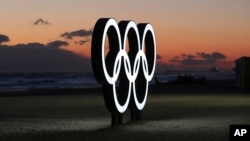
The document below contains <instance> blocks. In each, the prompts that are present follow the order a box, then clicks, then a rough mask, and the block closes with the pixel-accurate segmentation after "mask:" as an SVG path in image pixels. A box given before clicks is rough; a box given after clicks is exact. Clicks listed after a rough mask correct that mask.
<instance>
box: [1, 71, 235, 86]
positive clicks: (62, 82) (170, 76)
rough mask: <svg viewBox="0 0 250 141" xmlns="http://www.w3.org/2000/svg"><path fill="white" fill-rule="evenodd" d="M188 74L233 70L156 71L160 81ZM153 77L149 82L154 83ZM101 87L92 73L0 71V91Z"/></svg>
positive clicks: (100, 85) (201, 75)
mask: <svg viewBox="0 0 250 141" xmlns="http://www.w3.org/2000/svg"><path fill="white" fill-rule="evenodd" d="M185 74H189V75H192V76H195V77H200V76H204V77H206V78H207V80H223V79H228V80H232V79H234V77H235V73H234V72H209V71H208V72H185V71H181V72H180V71H172V72H166V73H156V74H155V78H157V79H158V80H159V81H160V82H162V83H168V82H171V81H174V80H175V79H176V77H177V76H178V75H185ZM154 83H155V79H153V80H152V81H151V82H150V84H154ZM95 87H101V85H100V84H98V83H97V81H96V80H95V77H94V75H93V74H92V73H68V72H65V73H62V72H60V73H55V72H41V73H38V72H37V73H18V72H15V73H8V72H0V91H23V90H30V89H63V88H95Z"/></svg>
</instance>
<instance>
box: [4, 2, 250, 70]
mask: <svg viewBox="0 0 250 141" xmlns="http://www.w3.org/2000/svg"><path fill="white" fill-rule="evenodd" d="M0 3H1V5H0V9H1V12H0V17H1V21H0V35H6V36H8V37H9V39H10V41H9V42H2V41H0V45H6V46H15V45H17V44H28V43H34V42H36V43H41V44H44V45H46V44H47V43H49V42H52V41H56V40H60V41H66V42H68V43H69V45H67V46H61V47H60V49H65V50H68V51H72V52H74V53H76V54H80V55H81V56H84V57H88V58H90V46H91V35H89V34H88V31H91V30H92V29H93V27H94V24H95V22H96V21H97V19H98V18H101V17H112V18H115V19H117V21H120V20H134V21H135V22H136V23H141V22H149V23H151V24H152V25H153V27H154V30H155V34H156V40H157V47H158V48H157V54H158V55H159V59H158V63H159V64H160V65H159V66H160V67H161V68H158V70H159V71H164V70H182V69H191V68H194V69H197V70H204V69H209V68H210V67H213V66H214V65H215V66H218V67H221V68H225V69H231V68H233V67H234V60H235V59H237V58H239V57H240V56H250V49H249V48H250V1H248V0H241V1H235V0H220V1H217V0H209V1H200V0H188V1H187V0H167V1H165V0H159V1H153V0H149V1H140V0H139V1H132V0H128V1H111V0H108V1H105V3H103V1H99V0H94V1H78V0H73V1H66V0H61V1H56V0H44V1H37V0H35V1H34V0H26V1H20V0H12V1H7V0H0ZM36 21H37V22H36ZM80 30H81V32H86V33H84V35H82V34H81V35H80V34H79V35H76V34H77V33H80ZM66 32H67V33H72V38H71V39H70V38H67V36H62V34H64V33H66ZM74 32H75V33H74ZM85 34H86V35H85ZM1 42H2V43H1ZM202 53H204V54H203V56H202V55H200V54H202ZM213 53H215V55H216V53H218V55H221V56H223V57H221V58H212V59H210V60H209V59H208V58H206V57H208V56H209V55H210V56H211V57H213ZM185 55H186V56H185ZM188 59H189V60H188ZM206 59H208V60H206ZM197 60H198V61H197ZM200 60H204V61H203V62H204V64H202V61H200ZM206 61H207V62H209V61H211V62H210V63H205V62H206ZM185 62H186V64H185ZM196 62H199V63H201V64H197V63H196ZM188 63H190V64H188ZM192 63H196V64H194V65H193V66H190V65H192Z"/></svg>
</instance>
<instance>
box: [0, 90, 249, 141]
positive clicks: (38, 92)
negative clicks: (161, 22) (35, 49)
mask: <svg viewBox="0 0 250 141" xmlns="http://www.w3.org/2000/svg"><path fill="white" fill-rule="evenodd" d="M188 90H189V91H188ZM0 95H1V97H0V140H5V141H7V140H18V141H20V140H21V141H22V140H23V141H29V140H30V141H31V140H32V141H33V140H36V141H40V140H41V141H42V140H46V141H50V140H51V141H52V140H53V141H57V140H58V141H66V140H69V141H78V140H79V141H83V140H111V141H112V140H124V141H129V140H136V141H140V140H141V141H145V140H157V141H159V140H167V141H183V140H189V141H195V140H203V141H216V140H218V141H228V140H229V125H230V124H250V110H249V109H250V93H249V91H247V90H242V89H235V88H231V89H229V88H227V89H225V88H221V89H220V88H214V89H213V90H211V88H209V87H203V86H196V87H186V86H157V87H152V88H151V89H150V91H149V97H148V101H147V104H146V107H145V108H144V110H143V113H142V116H143V120H142V121H138V122H130V121H129V116H130V114H129V110H128V111H127V112H126V113H125V114H124V116H125V119H124V124H123V125H120V126H116V127H111V126H110V113H109V112H108V111H107V109H106V107H105V104H104V101H103V96H102V94H101V90H100V89H91V90H90V89H81V90H36V91H29V92H11V93H10V92H8V94H7V93H1V94H0Z"/></svg>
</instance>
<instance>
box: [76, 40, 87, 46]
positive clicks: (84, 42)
mask: <svg viewBox="0 0 250 141" xmlns="http://www.w3.org/2000/svg"><path fill="white" fill-rule="evenodd" d="M88 41H89V40H80V41H75V44H79V45H84V44H85V43H87V42H88Z"/></svg>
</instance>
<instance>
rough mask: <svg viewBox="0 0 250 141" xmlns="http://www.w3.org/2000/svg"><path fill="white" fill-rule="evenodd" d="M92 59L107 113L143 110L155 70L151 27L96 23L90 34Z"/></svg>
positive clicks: (96, 76)
mask: <svg viewBox="0 0 250 141" xmlns="http://www.w3.org/2000/svg"><path fill="white" fill-rule="evenodd" d="M107 37H108V43H109V50H108V53H106V51H107V49H105V42H107ZM91 58H92V59H91V60H92V67H93V72H94V75H95V78H96V80H97V81H98V82H99V83H101V84H102V85H103V94H104V100H105V104H106V106H107V108H108V110H109V111H111V112H119V113H124V112H125V111H126V109H127V108H128V107H130V108H135V107H136V109H137V110H142V109H143V108H144V106H145V103H146V100H147V94H148V85H149V81H150V80H151V79H152V78H153V75H154V71H155V66H156V41H155V35H154V30H153V27H152V26H151V24H148V23H140V24H138V25H136V24H135V22H133V21H120V22H119V23H118V24H117V22H116V21H115V20H114V19H112V18H101V19H99V20H98V21H97V22H96V24H95V27H94V31H93V36H92V45H91ZM131 95H133V97H131Z"/></svg>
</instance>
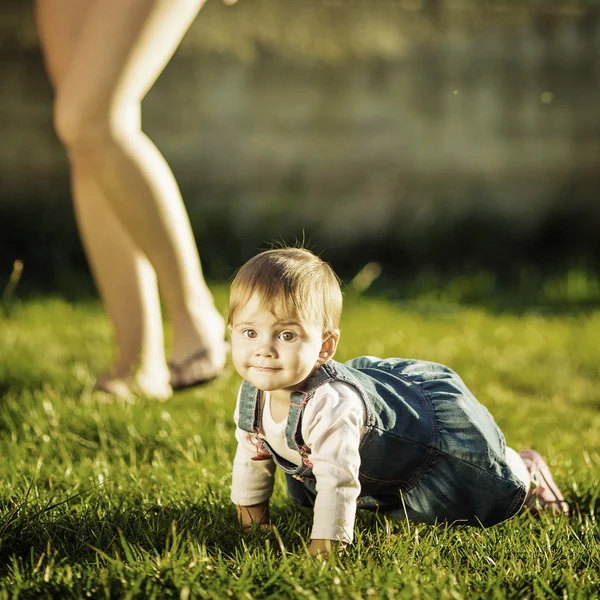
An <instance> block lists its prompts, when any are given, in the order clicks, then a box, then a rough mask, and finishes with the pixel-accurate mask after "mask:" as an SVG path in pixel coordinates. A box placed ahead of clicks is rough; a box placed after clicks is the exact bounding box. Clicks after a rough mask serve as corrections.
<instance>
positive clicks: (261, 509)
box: [231, 398, 275, 529]
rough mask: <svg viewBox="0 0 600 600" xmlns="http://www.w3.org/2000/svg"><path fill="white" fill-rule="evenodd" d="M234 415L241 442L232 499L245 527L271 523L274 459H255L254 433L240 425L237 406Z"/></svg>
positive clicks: (241, 521) (232, 488)
mask: <svg viewBox="0 0 600 600" xmlns="http://www.w3.org/2000/svg"><path fill="white" fill-rule="evenodd" d="M238 402H239V398H238ZM234 419H235V423H236V428H235V437H236V439H237V443H238V446H237V450H236V453H235V458H234V460H233V476H232V481H231V500H232V502H233V503H234V504H235V505H236V511H237V518H238V522H239V523H240V524H241V525H242V527H243V528H244V529H249V528H250V527H252V526H253V525H260V526H261V527H268V525H269V498H270V497H271V494H272V493H273V484H274V479H275V463H274V462H273V460H272V459H270V458H268V459H266V460H252V459H253V458H255V457H256V455H257V453H258V452H257V447H256V445H255V436H254V435H251V434H249V433H248V432H246V431H242V430H241V429H240V428H239V427H238V426H237V423H238V407H237V406H236V409H235V415H234Z"/></svg>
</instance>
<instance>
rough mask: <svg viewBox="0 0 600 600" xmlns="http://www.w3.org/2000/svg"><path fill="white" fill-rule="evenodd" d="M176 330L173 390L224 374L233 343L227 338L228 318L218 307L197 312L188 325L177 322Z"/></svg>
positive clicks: (214, 377) (175, 389)
mask: <svg viewBox="0 0 600 600" xmlns="http://www.w3.org/2000/svg"><path fill="white" fill-rule="evenodd" d="M189 317H190V315H188V318H189ZM173 329H174V331H173V334H174V338H173V353H172V355H171V360H170V361H169V372H170V383H171V387H172V388H173V390H183V389H186V388H190V387H194V386H197V385H202V384H203V383H208V382H209V381H212V380H213V379H215V377H218V376H219V375H221V374H222V373H223V370H224V369H225V363H226V362H227V354H228V352H229V345H228V344H227V342H226V341H225V320H224V319H223V317H222V316H221V314H220V313H219V312H218V311H217V310H216V309H215V308H212V310H208V311H203V312H202V313H197V314H196V315H195V317H194V319H193V321H188V322H187V324H186V325H185V326H184V325H181V324H178V326H175V324H174V327H173Z"/></svg>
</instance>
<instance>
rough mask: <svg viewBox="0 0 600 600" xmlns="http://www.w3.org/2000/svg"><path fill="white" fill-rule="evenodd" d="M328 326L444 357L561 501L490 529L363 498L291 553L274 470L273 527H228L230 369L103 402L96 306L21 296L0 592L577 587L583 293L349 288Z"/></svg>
mask: <svg viewBox="0 0 600 600" xmlns="http://www.w3.org/2000/svg"><path fill="white" fill-rule="evenodd" d="M572 285H575V284H572ZM577 285H581V283H579V284H577ZM216 289H217V296H218V301H219V304H220V306H222V307H224V303H225V290H224V288H223V287H217V288H216ZM342 329H343V334H342V342H341V347H340V350H339V354H338V357H337V358H338V359H340V360H345V359H348V358H351V357H354V356H356V355H359V354H374V355H379V356H403V357H413V358H422V359H426V360H435V361H439V362H442V363H445V364H448V365H449V366H451V367H453V368H455V369H456V370H457V371H458V372H459V373H460V374H461V375H462V376H463V378H464V379H465V380H466V382H467V384H468V385H469V386H470V387H471V389H472V390H473V391H474V392H475V393H476V395H477V396H478V397H479V398H480V399H481V400H482V401H483V402H484V403H485V404H486V405H487V406H488V407H489V408H490V410H491V411H492V413H493V414H494V415H495V417H496V419H497V421H498V422H499V423H500V425H501V427H502V428H503V430H504V432H505V434H506V437H507V441H508V443H509V444H510V445H511V446H513V447H516V448H520V447H530V446H533V447H536V448H538V449H539V450H540V451H541V452H542V453H543V454H544V455H545V456H546V457H547V458H548V460H549V463H550V464H551V466H552V468H553V470H554V473H555V476H556V479H557V480H558V482H559V484H560V485H561V486H562V487H563V488H564V491H565V493H566V495H567V498H568V500H569V502H570V504H571V506H572V507H573V516H572V517H571V518H569V519H568V520H559V521H553V520H551V519H548V518H543V519H541V520H539V521H536V520H533V519H532V518H530V517H529V516H528V515H522V516H519V517H517V518H516V519H514V520H512V521H510V522H508V523H505V524H502V525H500V526H497V527H495V528H492V529H489V530H476V529H460V528H455V529H451V528H447V527H445V526H440V527H426V526H422V525H415V524H413V523H405V522H399V523H396V522H395V523H391V524H389V527H390V528H391V536H389V535H388V534H387V531H386V522H385V520H384V519H381V518H377V517H375V516H372V515H368V514H365V515H361V516H360V517H359V519H358V523H357V533H356V541H355V544H354V545H353V547H352V548H350V549H349V550H348V551H347V552H346V554H345V555H344V556H343V557H341V558H339V559H338V558H331V559H330V560H329V561H327V562H326V563H324V564H321V563H319V562H316V561H313V560H311V559H309V558H308V557H306V556H305V555H304V554H303V547H304V544H305V542H306V541H307V536H308V535H309V531H310V515H309V514H308V513H307V512H306V511H302V510H298V509H295V508H293V507H292V506H290V504H289V503H288V502H287V500H286V498H285V491H284V485H283V481H282V480H281V479H278V482H277V486H276V492H275V496H274V499H273V516H274V523H275V526H276V527H275V531H273V532H272V533H270V534H265V533H264V532H252V533H250V534H247V535H242V534H241V533H240V531H239V529H238V528H237V527H236V525H235V522H234V510H233V508H232V507H231V505H230V502H229V499H228V495H229V479H230V474H231V459H232V457H233V453H234V439H233V423H232V418H231V416H232V412H233V407H234V403H235V394H236V390H237V386H238V383H239V381H238V378H237V376H236V375H235V374H234V373H233V371H232V370H231V369H230V370H229V371H228V373H227V374H226V376H225V377H223V378H221V379H220V380H218V381H216V382H214V383H212V384H211V385H209V386H207V387H205V388H201V389H197V390H192V391H189V392H186V393H179V394H177V395H176V396H175V397H174V398H173V399H172V400H171V401H169V402H167V403H163V404H160V403H155V402H152V401H149V400H144V399H142V400H140V401H139V402H138V403H136V404H133V405H132V404H127V403H123V402H117V401H107V399H106V398H103V397H101V396H99V395H97V394H95V393H93V392H92V384H93V380H94V374H95V373H97V372H100V371H102V370H103V369H104V368H106V367H107V366H108V365H109V364H110V361H111V347H112V342H111V333H110V328H109V325H108V322H107V320H106V318H105V316H104V314H103V312H102V310H101V308H100V306H99V305H98V304H97V303H94V302H88V303H76V304H69V303H67V302H65V301H63V300H59V299H39V300H30V301H27V302H24V303H22V304H15V305H14V306H13V307H12V312H11V317H10V319H8V320H3V321H1V322H0V394H1V396H2V399H1V402H0V598H17V597H56V598H66V597H86V596H89V597H111V598H133V597H148V598H165V597H173V598H194V597H197V598H227V597H236V598H329V597H339V598H433V597H436V598H437V597H439V598H462V597H468V598H505V597H510V598H526V597H527V598H555V597H560V598H563V597H567V598H589V597H594V596H595V595H596V594H597V593H598V589H599V587H598V586H599V585H600V575H599V573H600V552H599V550H598V548H599V547H600V527H599V525H598V522H597V518H598V514H599V512H600V511H599V509H598V506H599V503H598V498H599V496H600V475H599V469H600V388H599V386H598V383H599V381H600V311H599V310H589V311H587V312H570V313H564V314H555V315H552V314H549V313H547V312H545V313H541V312H535V311H527V310H521V311H519V312H518V313H516V312H514V311H513V312H499V311H498V310H494V311H490V310H487V309H485V308H482V307H470V308H466V307H464V306H460V305H458V304H450V303H448V302H444V301H441V300H440V299H437V300H436V299H435V298H433V299H432V298H427V299H422V300H420V301H416V302H412V303H410V304H406V303H404V304H401V303H399V302H398V303H394V302H392V301H388V300H384V299H379V298H370V299H365V298H361V297H354V296H352V295H351V294H349V295H348V298H347V306H346V311H345V315H344V319H343V323H342Z"/></svg>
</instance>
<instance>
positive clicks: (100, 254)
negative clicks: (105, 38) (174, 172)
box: [36, 0, 170, 398]
mask: <svg viewBox="0 0 600 600" xmlns="http://www.w3.org/2000/svg"><path fill="white" fill-rule="evenodd" d="M93 4H94V0H81V1H78V2H73V0H38V3H37V6H36V17H37V20H38V31H39V34H40V37H41V41H42V49H43V52H44V58H45V62H46V67H47V70H48V74H49V76H50V80H51V82H52V84H53V87H54V88H55V89H58V88H59V87H60V85H61V82H62V81H63V79H64V77H65V74H66V73H67V71H68V69H69V65H70V63H71V60H72V57H73V55H74V53H75V48H76V46H77V41H78V39H79V37H80V35H81V30H82V28H83V24H84V22H85V20H86V18H87V17H88V15H89V12H90V10H91V7H92V5H93ZM71 182H72V190H73V200H74V206H75V215H76V218H77V223H78V226H79V230H80V233H81V238H82V241H83V243H84V247H85V250H86V254H87V256H88V260H89V262H90V267H91V269H92V272H93V274H94V278H95V280H96V283H97V285H98V289H99V292H100V295H101V297H102V299H103V301H104V304H105V306H106V308H107V311H108V313H109V315H110V317H111V320H112V322H113V325H114V329H115V335H116V342H117V349H118V357H117V362H116V364H115V366H114V368H113V369H112V371H111V374H110V375H107V376H103V377H101V378H100V380H99V386H100V388H101V389H105V390H106V391H111V392H114V393H117V394H121V395H123V394H126V393H128V392H129V389H128V388H129V386H128V385H127V384H126V382H127V381H128V380H130V379H131V378H132V376H133V375H134V371H135V370H136V369H137V372H136V378H137V381H136V387H138V388H140V390H139V391H141V392H143V393H145V394H148V395H151V396H158V397H163V398H164V397H168V396H169V395H170V389H169V384H168V380H169V374H168V371H167V368H166V365H165V353H164V339H163V328H162V319H161V314H160V302H159V297H158V287H157V284H156V275H155V273H154V270H153V269H152V266H151V265H150V263H149V261H148V259H147V258H146V257H145V256H144V255H143V254H142V253H141V252H140V250H139V249H138V248H137V247H136V246H135V244H134V243H133V240H132V239H131V237H130V236H129V234H128V233H127V232H126V231H125V229H124V228H123V226H122V225H121V223H120V222H119V220H118V219H117V216H116V215H115V214H114V211H113V209H112V207H111V205H110V202H108V200H107V199H106V197H105V194H104V192H103V190H102V189H100V188H99V186H98V185H97V183H96V181H95V179H94V178H93V177H91V176H90V175H89V173H86V172H83V173H80V172H78V171H77V169H76V168H72V170H71Z"/></svg>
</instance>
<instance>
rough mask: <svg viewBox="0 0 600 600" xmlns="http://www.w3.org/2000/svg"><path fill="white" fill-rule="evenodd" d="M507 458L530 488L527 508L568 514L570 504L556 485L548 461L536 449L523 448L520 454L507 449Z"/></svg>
mask: <svg viewBox="0 0 600 600" xmlns="http://www.w3.org/2000/svg"><path fill="white" fill-rule="evenodd" d="M506 460H507V462H508V464H509V465H510V467H511V469H512V471H513V473H514V474H515V475H516V476H517V477H518V478H519V479H521V481H523V483H525V486H526V488H527V489H528V490H529V491H528V493H527V497H526V498H525V504H524V506H525V508H527V509H529V510H531V512H533V513H534V514H539V513H540V512H549V513H551V514H553V515H568V514H569V505H568V504H567V503H566V502H565V499H564V497H563V495H562V492H561V491H560V489H559V488H558V486H557V485H556V483H555V481H554V479H553V477H552V474H551V473H550V469H549V468H548V465H547V464H546V461H545V460H544V459H543V458H542V456H541V455H540V454H539V453H538V452H536V451H535V450H521V451H520V452H519V453H518V454H517V453H516V452H515V451H514V450H512V449H511V448H507V449H506Z"/></svg>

- - - - -

§ Problem statement: Looking at the entries above, count the lines that contain the string "with", then give the number and nothing else.

§ Response to this task: 2